(Image boundary annotation records)
--------------------------------

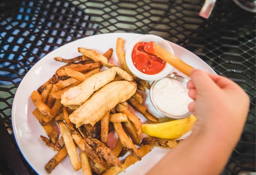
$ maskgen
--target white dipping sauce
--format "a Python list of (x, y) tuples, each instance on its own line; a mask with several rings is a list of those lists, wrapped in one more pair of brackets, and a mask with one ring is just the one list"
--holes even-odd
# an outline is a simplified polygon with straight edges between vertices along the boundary
[(163, 113), (173, 116), (185, 114), (193, 100), (188, 97), (188, 90), (180, 82), (169, 78), (159, 80), (153, 89), (153, 100)]

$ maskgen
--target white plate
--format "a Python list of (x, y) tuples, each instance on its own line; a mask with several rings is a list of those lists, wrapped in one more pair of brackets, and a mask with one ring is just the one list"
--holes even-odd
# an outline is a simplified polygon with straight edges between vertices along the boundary
[[(80, 55), (77, 51), (78, 47), (93, 49), (102, 54), (112, 48), (114, 52), (110, 61), (120, 66), (116, 54), (116, 38), (120, 37), (126, 40), (125, 47), (134, 38), (140, 35), (128, 33), (108, 33), (87, 37), (73, 41), (45, 55), (26, 74), (20, 84), (13, 100), (12, 112), (12, 127), (15, 138), (21, 153), (38, 174), (48, 174), (44, 169), (44, 166), (56, 152), (44, 145), (40, 138), (40, 135), (45, 136), (46, 135), (32, 114), (35, 107), (30, 96), (33, 91), (36, 90), (51, 77), (58, 68), (65, 64), (55, 61), (53, 58), (60, 56), (70, 58)], [(168, 42), (172, 47), (175, 55), (183, 61), (195, 68), (216, 74), (210, 66), (196, 55), (178, 45)], [(174, 69), (173, 71), (184, 76), (177, 70)], [(145, 105), (148, 110), (157, 117), (162, 117), (151, 103), (149, 91), (146, 91)], [(141, 114), (136, 111), (134, 112), (142, 122), (146, 121)], [(110, 135), (115, 136), (116, 139), (116, 136), (114, 134), (111, 133)], [(114, 145), (115, 142), (113, 140), (109, 141), (109, 143), (111, 148)], [(126, 169), (125, 172), (123, 172), (120, 174), (144, 174), (169, 151), (170, 150), (155, 147), (141, 161), (137, 162)], [(55, 167), (51, 174), (82, 174), (82, 172), (81, 170), (76, 172), (74, 171), (67, 156)]]

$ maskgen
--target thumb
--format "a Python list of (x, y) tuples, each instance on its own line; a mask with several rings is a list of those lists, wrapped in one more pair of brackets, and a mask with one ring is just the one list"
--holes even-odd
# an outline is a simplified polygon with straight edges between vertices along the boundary
[(198, 69), (194, 69), (190, 71), (189, 77), (197, 91), (218, 87), (208, 74)]

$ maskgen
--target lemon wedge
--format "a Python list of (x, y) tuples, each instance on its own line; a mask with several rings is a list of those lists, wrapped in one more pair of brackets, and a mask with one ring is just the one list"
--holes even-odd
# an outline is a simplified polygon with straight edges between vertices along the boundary
[(196, 118), (193, 115), (180, 120), (163, 118), (159, 120), (163, 122), (142, 125), (142, 132), (150, 136), (161, 139), (175, 139), (191, 130), (192, 126), (196, 120)]

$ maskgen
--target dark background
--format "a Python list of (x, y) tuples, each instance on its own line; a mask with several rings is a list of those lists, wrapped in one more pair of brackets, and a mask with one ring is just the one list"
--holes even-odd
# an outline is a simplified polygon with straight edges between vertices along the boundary
[(231, 0), (220, 0), (206, 19), (198, 16), (203, 3), (1, 1), (0, 174), (36, 174), (20, 153), (11, 124), (12, 100), (26, 73), (46, 54), (64, 44), (88, 36), (118, 32), (155, 34), (177, 44), (245, 91), (251, 99), (250, 112), (222, 173), (255, 174), (256, 16)]

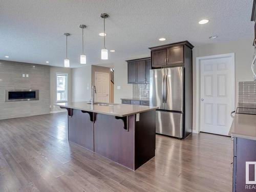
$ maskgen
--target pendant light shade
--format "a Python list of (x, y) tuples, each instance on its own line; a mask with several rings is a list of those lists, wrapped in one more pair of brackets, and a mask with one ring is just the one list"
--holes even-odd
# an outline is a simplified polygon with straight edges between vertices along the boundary
[(108, 49), (101, 49), (101, 59), (102, 60), (108, 60)]
[(86, 26), (85, 25), (80, 25), (79, 27), (82, 29), (82, 52), (81, 55), (80, 55), (80, 64), (86, 64), (86, 55), (84, 54), (84, 52), (83, 51), (83, 29), (86, 28)]
[(80, 55), (80, 63), (86, 64), (86, 55)]
[[(105, 32), (105, 18), (109, 17), (109, 15), (106, 13), (101, 13), (100, 17), (103, 18), (104, 20), (104, 34), (106, 34)], [(106, 49), (105, 46), (105, 35), (104, 35), (104, 48), (101, 49), (101, 59), (102, 60), (108, 60), (108, 49)]]
[(66, 68), (69, 68), (70, 66), (69, 65), (69, 59), (64, 59), (64, 67)]
[(68, 58), (68, 36), (70, 35), (68, 33), (64, 33), (66, 36), (66, 59), (64, 59), (64, 67), (69, 68), (70, 65), (69, 63), (69, 59)]

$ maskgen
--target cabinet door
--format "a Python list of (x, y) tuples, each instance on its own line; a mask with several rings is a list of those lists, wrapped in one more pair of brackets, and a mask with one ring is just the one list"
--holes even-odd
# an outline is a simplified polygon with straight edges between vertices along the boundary
[(174, 46), (167, 49), (167, 65), (184, 63), (183, 46)]
[(145, 60), (136, 61), (136, 83), (144, 83), (146, 80), (146, 63)]
[(152, 67), (166, 65), (166, 49), (152, 51)]
[(136, 62), (128, 62), (128, 83), (136, 83)]
[(151, 69), (151, 60), (146, 61), (146, 83), (149, 83), (150, 81), (150, 70)]

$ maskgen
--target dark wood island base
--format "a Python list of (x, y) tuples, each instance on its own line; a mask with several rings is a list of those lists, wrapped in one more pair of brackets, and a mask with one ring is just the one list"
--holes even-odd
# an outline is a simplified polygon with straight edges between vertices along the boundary
[(155, 110), (117, 117), (61, 108), (70, 141), (133, 170), (155, 157)]

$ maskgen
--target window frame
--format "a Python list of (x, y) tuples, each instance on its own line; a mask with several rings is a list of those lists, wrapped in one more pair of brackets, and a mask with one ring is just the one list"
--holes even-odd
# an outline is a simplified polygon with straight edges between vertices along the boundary
[[(57, 83), (58, 83), (58, 75), (65, 75), (67, 77), (67, 82), (66, 82), (66, 89), (67, 89), (67, 100), (58, 100), (57, 94), (58, 93), (58, 91), (57, 90)], [(56, 103), (63, 103), (68, 102), (69, 101), (69, 74), (66, 73), (56, 73), (55, 74), (55, 100)]]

--------------------------------

Can you print every one of the rows above again, unchanged and without the pictures?

$ maskgen
--target white dipping sauce
--format "a Python list of (x, y) tuples, each instance on its own line; a mask with several rings is a list of those lists, wrapped in one more pair of brackets, and a mask with one ring is just the one list"
--holes even-odd
# an outline is a simplified polygon with straight edges between vertices along the boundary
[(163, 113), (173, 116), (185, 114), (193, 100), (188, 97), (188, 90), (180, 82), (169, 78), (159, 80), (153, 89), (153, 100)]

$ maskgen
--target white plate
--format "a Python list of (x, y) tuples, each instance on its own line; a mask with several rings is a list of those lists, wrapped in one more pair of brackets, and a mask with one ring is just the one list"
--holes even-odd
# an outline is a simplified polygon with straight edges between vertices along the boundary
[[(80, 55), (77, 51), (78, 47), (93, 49), (102, 54), (112, 48), (114, 52), (110, 61), (120, 66), (116, 54), (116, 38), (120, 37), (126, 40), (125, 47), (134, 38), (140, 35), (128, 33), (108, 33), (87, 37), (73, 41), (45, 55), (26, 74), (20, 84), (13, 100), (12, 112), (12, 127), (15, 138), (21, 153), (38, 174), (48, 174), (44, 169), (44, 166), (56, 152), (44, 145), (40, 138), (40, 135), (45, 136), (46, 135), (32, 114), (35, 107), (30, 96), (33, 91), (36, 90), (51, 77), (58, 68), (65, 64), (55, 61), (53, 58), (60, 56), (70, 58)], [(168, 42), (172, 47), (175, 55), (183, 61), (195, 68), (216, 74), (210, 66), (196, 55), (178, 45)], [(174, 69), (173, 71), (184, 76), (177, 70)], [(145, 105), (148, 110), (157, 117), (162, 117), (151, 103), (149, 91), (146, 91)], [(141, 114), (136, 111), (134, 112), (142, 122), (146, 121)], [(110, 135), (115, 136), (116, 139), (116, 136), (114, 134), (111, 133)], [(114, 145), (115, 142), (113, 140), (109, 141), (109, 143), (111, 148)], [(126, 169), (125, 172), (123, 172), (120, 174), (144, 174), (169, 151), (170, 150), (155, 147), (141, 161), (137, 162)], [(55, 167), (51, 174), (82, 174), (82, 172), (81, 170), (76, 172), (74, 171), (67, 156)]]

$ maskgen
--target thumb
--format "a Python list of (x, y) tuples, each instance on its own line; a mask with several rings is a list of those lists, wrapped in one more pair of brackets, and a mask with one ring is just the one list"
--holes even-odd
# an outline is a simplified polygon with straight edges between vertices along the boundary
[(198, 69), (194, 69), (190, 71), (189, 77), (197, 91), (218, 87), (208, 74)]

$ maskgen
--target lemon wedge
--format "a Python list of (x, y) tuples, each instance on its own line; a mask with several rings is a list of those lists, wrapped in one more pair of brackets, and a mask with one ring is just the one list"
--holes even-odd
# an outline is a simplified polygon with straight edges between vertices along the boundary
[(196, 118), (193, 115), (180, 120), (163, 118), (159, 120), (163, 122), (142, 125), (142, 132), (150, 136), (161, 139), (175, 139), (191, 130), (192, 126), (196, 120)]

$ maskgen
--target dark background
--format "a Python list of (x, y) tuples, each instance on its own line; a mask with several rings is a list of those lists, wrapped in one more pair of brackets, and a mask with one ring is just the one list"
--holes even-odd
# an outline is a simplified polygon with straight edges between vertices along the boundary
[(231, 0), (220, 0), (206, 19), (198, 16), (203, 3), (1, 1), (0, 174), (36, 174), (20, 153), (11, 124), (12, 100), (26, 73), (46, 54), (64, 44), (88, 36), (118, 32), (155, 34), (177, 44), (245, 91), (251, 99), (250, 112), (222, 173), (255, 174), (256, 16)]

$ maskgen
--target pendant light shade
--format "a Python list of (x, y) tuples, each instance on its own line; a mask with several rings is a list of those lists, wrapped in one more pair of brackets, and a mask with one ring is just the one list"
--holes even-odd
# an outline is a simplified polygon with straight edges between vertices along the boundary
[(108, 49), (101, 49), (101, 59), (102, 60), (108, 60)]
[(86, 26), (85, 25), (80, 25), (79, 27), (82, 29), (82, 52), (81, 55), (80, 55), (80, 64), (86, 64), (86, 55), (84, 54), (84, 52), (83, 51), (83, 29), (86, 28)]
[(80, 55), (80, 63), (86, 64), (86, 55)]
[[(105, 32), (105, 18), (109, 17), (109, 15), (106, 13), (101, 13), (100, 17), (103, 18), (104, 20), (104, 34), (106, 34)], [(106, 49), (105, 46), (105, 35), (104, 35), (104, 48), (101, 49), (101, 59), (102, 60), (108, 60), (108, 49)]]
[(66, 68), (69, 68), (70, 66), (69, 65), (69, 59), (64, 59), (64, 67)]
[(68, 58), (68, 36), (70, 35), (68, 33), (64, 33), (66, 36), (66, 59), (64, 59), (64, 67), (69, 68), (70, 65), (69, 63), (69, 59)]

$ maskgen
--target cabinet door
--format "a Python list of (x, y) tuples, each instance on its own line; a mask with several rings is a list of those lists, wrapped in one more pair of brackets, and a mask with one ring is just the one list"
--holes even-odd
# an outline is a simplified polygon with straight edges between vertices along the boundary
[(174, 46), (167, 49), (167, 65), (184, 63), (183, 46)]
[(145, 60), (136, 61), (136, 83), (144, 83), (146, 80), (146, 63)]
[(152, 67), (166, 65), (166, 49), (152, 51)]
[(136, 62), (128, 62), (128, 83), (136, 83)]
[(151, 69), (151, 60), (146, 61), (146, 83), (149, 83), (150, 81), (150, 70)]

$ maskgen
--target dark wood island base
--format "a Python list of (x, y) tuples, each instance on its own line; a mask with several rings is a list of those lists, wrapped in one more pair of brackets, and a mask with one ring is just the one list"
--holes even-odd
# an outline is a simplified polygon with straight edges between vertices along the boundary
[(155, 110), (117, 117), (61, 108), (70, 141), (133, 170), (155, 157)]

$ maskgen
--target window frame
--format "a Python list of (x, y) tuples, each instance on its own line; a mask with several rings is a list of those lists, wrapped in one more pair of brackets, and a mask with one ring is just the one list"
--holes even-odd
# an outline is a simplified polygon with straight edges between vertices along the boundary
[[(57, 83), (58, 83), (58, 75), (65, 75), (67, 77), (67, 82), (66, 82), (66, 89), (67, 89), (67, 100), (58, 100), (57, 94), (58, 93), (58, 91), (57, 90)], [(56, 103), (63, 103), (68, 102), (69, 101), (69, 74), (66, 73), (56, 73), (55, 74), (55, 100)]]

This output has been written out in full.